> **Task requirements**
Render each line of the records below as a Markdown table with the columns Row and Line. Number the rows in order and omit any blank lines.

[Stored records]
-- BEGIN --
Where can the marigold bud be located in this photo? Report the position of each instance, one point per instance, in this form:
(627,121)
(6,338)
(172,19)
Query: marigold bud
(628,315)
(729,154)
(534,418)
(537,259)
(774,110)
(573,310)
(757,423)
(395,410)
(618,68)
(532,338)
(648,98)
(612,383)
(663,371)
-- END --
> **Task output**
| Row | Line |
|---|---|
| 1 | Where can the marigold bud be located in this photo? Report the position of each instance, one point per instance, in this form: |
| 2 | (627,121) |
| 3 | (6,338) |
| 4 | (172,19) |
| 5 | Query: marigold bud |
| 6 | (628,315) |
| 7 | (729,154) |
| 8 | (534,418) |
| 9 | (537,259) |
| 10 | (774,110) |
| 11 | (573,310) |
| 12 | (757,423) |
| 13 | (395,410) |
| 14 | (618,68) |
| 15 | (532,338) |
| 16 | (648,98) |
| 17 | (612,383) |
| 18 | (663,371) |